DOCUMENT SEGMENT:
We see Samson as a powerful hero, someone we dream of becoming, at least if
you’re a boy. Some of us might see Samson as a broken hero, yet in Samson’s
stories, we when we look closely at Samson, we see a sinner that God remains
faithful to, a reminder of how God remains faithful to us in our own sin. We’re
able to see other people’s sins much more clearly than our own; the problem is
that we see some people’s sins as more acceptable than others because we admire
them. Because we want to see Samson as a hero, we accept his sins while
rejecting other peoples’ sins because we see their sins as being much worst for
many reasons.
Al Wolters, one of
my professors at Redeemer, wrote a book called Creation Regained where he
lays out how sin taints every aspect and part of our lives and souls, making us
all equally distasteful to God. When we look at someone else’s sin and
fail to see how we are equal to them as sinners, often, subconsciously, we’re
using their sin to make ourselves feel better about our own sin, justifying
that we’re not as bad as they are. We fail to realize that even the best and
most godly areas of our lives are still infected by sin; sin has a deeper hold
in some parts of our lives than others, but it has a hold in every part. This
is why Jesus comes and takes all our sin to the cross.

AIM OF THE TASK: Write out the stretch of the Samson passage from "We see Samson" through "many reasons.", swapping "hero" for "champion". The data that comes next is separate material from this passage.

SOURCE DATA:
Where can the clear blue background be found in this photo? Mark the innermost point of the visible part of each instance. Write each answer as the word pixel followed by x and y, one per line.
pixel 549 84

TASK OUTPUT:
We see Samson as a powerful champion, someone we dream of becoming, at least if
you’re a boy. Some of us might see Samson as a broken champion, yet in Samson’s
stories, we when we look closely at Samson, we see a sinner that God remains
faithful to, a reminder of how God remains faithful to us in our own sin. We’re
able to see other people’s sins much more clearly than our own; the problem is
that we see some people’s sins as more acceptable than others because we admire
them. Because we want to see Samson as a champion, we accept his sins while
rejecting other peoples’ sins because we see their sins as being much worst for
many reasons.